▶ _GIVEN PASSAGE_:
-------------------------
July 2020 - Steve Oakley

Apple APFS and Removing Drives From Your JBOD RAID

Steve Oakley/DIY Projects and Mods, News /add, APFS, apple, drive, edit, fix, format, help, HFS, JBOD, RAID, remove /

July 23, 2020

JBOD drive case copies data on Apple APFS JBOD RAID

I did a bit of searching for if its possible to remove a failing drive from an Apple JBOD RAID. Its all theoretically possible. I’ll also admit having some ZFS envy. MacZFS turned out to be a bit of a bust in terms of usability. I couldn’t format a dataset volume that without error in Disk Utility and I wasn’t going to get into deep terminal work to make it work. Going back to Disk Utility and just messing around with a few drives formatting them in various way, I finally figured out how to remove a failing volume in a JBOD RAID.

First a few clarifications. You have to format the JBOD using OS X. If you did it via drive case firmware, this isn’t going to work because there is no access to the underlying utility or drive controller.

Another is that you need to have enough free space in the JBOD to hold whatever is on the drive you want to remove. If you want to remove a 6TB drive then you need at least 6TB of free space to do this successfully. Having a 5 to 10% margin of additional space would be a good idea for just in case things don’t fit down to the last few bytes. Workaround if you don’t is to add another drive to the JBOD to give it space to internally shuffle the data around in the next steps.

Cost of failure : you loose all your data on the JBOD if the operation fails. This is a rough one but I think Apple’s diskutil is still a work in progress in this area. It apparently does check the space situation but if you try this and it throw up a warning there isn’t enough space, I’d take that warning seriously.

Odd limitations :

Disk Utility requires that there be at least 3 drives in the JBOD for this to work. If you have just 2 it won’t let you remove a volume. So you may need to add a drive just to remove the other one.
Disk Utility only allows you to remove the last mounted drive in the JBOD set. I. know this seems weird since you really should be able to remove any volume except maybe the first one which holds the directory and other RAID metadata. There is a workaround.
-------------------------
▶ _RECORDED DATA_:
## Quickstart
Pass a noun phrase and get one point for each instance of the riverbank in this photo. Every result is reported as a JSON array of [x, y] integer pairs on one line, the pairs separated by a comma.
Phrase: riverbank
-------------------------
▶ _WHAT IS EXPECTED_: In the post on removing drives from an Apple JBOD RAID, what is the minimum number of drives the JBOD must contain for Disk Utility to allow a volume to be removed?

▶ _EXERCISE SOLUTION_: At least 3 drives.